## Start

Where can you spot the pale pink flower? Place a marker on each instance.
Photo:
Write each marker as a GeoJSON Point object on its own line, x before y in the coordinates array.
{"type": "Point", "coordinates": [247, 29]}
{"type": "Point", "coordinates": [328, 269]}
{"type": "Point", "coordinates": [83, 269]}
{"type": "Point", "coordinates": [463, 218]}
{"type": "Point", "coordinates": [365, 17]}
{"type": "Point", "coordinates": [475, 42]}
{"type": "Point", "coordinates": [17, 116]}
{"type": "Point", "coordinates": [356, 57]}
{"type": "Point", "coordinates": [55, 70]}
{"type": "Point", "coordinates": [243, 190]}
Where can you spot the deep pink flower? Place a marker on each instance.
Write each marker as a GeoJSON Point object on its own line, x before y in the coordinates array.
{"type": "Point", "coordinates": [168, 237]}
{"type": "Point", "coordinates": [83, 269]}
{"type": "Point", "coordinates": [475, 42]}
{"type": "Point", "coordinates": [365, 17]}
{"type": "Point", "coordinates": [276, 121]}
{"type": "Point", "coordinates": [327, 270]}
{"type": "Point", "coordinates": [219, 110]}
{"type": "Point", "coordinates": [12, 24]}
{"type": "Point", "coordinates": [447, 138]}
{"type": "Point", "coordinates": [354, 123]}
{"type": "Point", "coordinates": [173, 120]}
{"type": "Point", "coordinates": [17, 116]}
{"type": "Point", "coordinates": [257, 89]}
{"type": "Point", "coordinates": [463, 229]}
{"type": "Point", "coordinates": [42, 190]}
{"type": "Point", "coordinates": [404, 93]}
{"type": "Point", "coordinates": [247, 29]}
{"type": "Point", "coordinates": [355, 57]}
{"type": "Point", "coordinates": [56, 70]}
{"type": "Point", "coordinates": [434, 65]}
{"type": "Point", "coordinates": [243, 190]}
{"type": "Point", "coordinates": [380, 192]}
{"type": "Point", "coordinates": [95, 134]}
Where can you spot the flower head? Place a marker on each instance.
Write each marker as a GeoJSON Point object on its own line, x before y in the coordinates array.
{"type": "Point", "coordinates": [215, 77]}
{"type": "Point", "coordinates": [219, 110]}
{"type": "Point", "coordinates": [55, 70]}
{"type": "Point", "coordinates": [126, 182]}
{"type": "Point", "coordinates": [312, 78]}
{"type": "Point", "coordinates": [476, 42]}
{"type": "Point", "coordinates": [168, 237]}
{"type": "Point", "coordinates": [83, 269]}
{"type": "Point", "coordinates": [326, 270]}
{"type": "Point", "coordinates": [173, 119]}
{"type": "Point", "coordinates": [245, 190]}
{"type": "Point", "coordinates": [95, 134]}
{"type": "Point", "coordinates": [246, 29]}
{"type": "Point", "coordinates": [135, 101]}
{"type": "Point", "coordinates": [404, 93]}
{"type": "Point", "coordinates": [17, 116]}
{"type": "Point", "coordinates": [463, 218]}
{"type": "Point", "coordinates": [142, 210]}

## End

● **Set problem**
Can you turn the lines above into a Markdown table with a Row column that numbers each one and a Line column that holds its text, leaving out any blank lines?

● **Solution for this problem**
| Row | Line |
|---|---|
| 1 | Where can you spot the pale pink flower? Place a marker on each instance. |
| 2 | Photo: |
| 3 | Write each marker as a GeoJSON Point object on its own line, x before y in the coordinates array. |
| 4 | {"type": "Point", "coordinates": [247, 29]} |
| 5 | {"type": "Point", "coordinates": [328, 269]} |
| 6 | {"type": "Point", "coordinates": [83, 269]} |
| 7 | {"type": "Point", "coordinates": [463, 218]} |
| 8 | {"type": "Point", "coordinates": [365, 17]} |
| 9 | {"type": "Point", "coordinates": [475, 42]} |
| 10 | {"type": "Point", "coordinates": [17, 116]} |
| 11 | {"type": "Point", "coordinates": [356, 57]} |
| 12 | {"type": "Point", "coordinates": [55, 70]} |
| 13 | {"type": "Point", "coordinates": [243, 190]} |
| 14 | Where can you spot the deep pink flower? Place a marker on each instance. |
| 15 | Write each marker as a GeoJSON Point object on its own line, x before y in the coordinates array. |
| 16 | {"type": "Point", "coordinates": [168, 237]} |
| 17 | {"type": "Point", "coordinates": [83, 269]} |
| 18 | {"type": "Point", "coordinates": [475, 42]} |
| 19 | {"type": "Point", "coordinates": [365, 17]} |
| 20 | {"type": "Point", "coordinates": [276, 121]} |
| 21 | {"type": "Point", "coordinates": [327, 270]} |
| 22 | {"type": "Point", "coordinates": [219, 110]} |
| 23 | {"type": "Point", "coordinates": [12, 24]} |
| 24 | {"type": "Point", "coordinates": [447, 138]} |
| 25 | {"type": "Point", "coordinates": [354, 123]} |
| 26 | {"type": "Point", "coordinates": [173, 120]} |
| 27 | {"type": "Point", "coordinates": [17, 116]} |
| 28 | {"type": "Point", "coordinates": [257, 89]} |
| 29 | {"type": "Point", "coordinates": [463, 229]} |
| 30 | {"type": "Point", "coordinates": [42, 190]} |
| 31 | {"type": "Point", "coordinates": [404, 93]} |
| 32 | {"type": "Point", "coordinates": [247, 29]} |
| 33 | {"type": "Point", "coordinates": [355, 57]} |
| 34 | {"type": "Point", "coordinates": [56, 70]} |
| 35 | {"type": "Point", "coordinates": [434, 65]} |
| 36 | {"type": "Point", "coordinates": [243, 190]} |
| 37 | {"type": "Point", "coordinates": [380, 192]} |
| 38 | {"type": "Point", "coordinates": [95, 134]} |
| 39 | Where can you spot the flower head? Place a marker on each instance. |
| 40 | Write each marker as a GeoJSON Point object on its own line, x before y in the coordinates array. |
| 41 | {"type": "Point", "coordinates": [215, 77]} |
| 42 | {"type": "Point", "coordinates": [219, 110]} |
| 43 | {"type": "Point", "coordinates": [55, 70]} |
| 44 | {"type": "Point", "coordinates": [126, 182]} |
| 45 | {"type": "Point", "coordinates": [312, 78]} |
| 46 | {"type": "Point", "coordinates": [476, 42]} |
| 47 | {"type": "Point", "coordinates": [168, 237]} |
| 48 | {"type": "Point", "coordinates": [83, 269]} |
| 49 | {"type": "Point", "coordinates": [326, 270]} |
| 50 | {"type": "Point", "coordinates": [173, 119]} |
| 51 | {"type": "Point", "coordinates": [245, 190]} |
| 52 | {"type": "Point", "coordinates": [95, 134]} |
| 53 | {"type": "Point", "coordinates": [246, 29]} |
| 54 | {"type": "Point", "coordinates": [135, 101]} |
| 55 | {"type": "Point", "coordinates": [404, 93]} |
| 56 | {"type": "Point", "coordinates": [17, 116]} |
| 57 | {"type": "Point", "coordinates": [463, 218]} |
| 58 | {"type": "Point", "coordinates": [142, 210]} |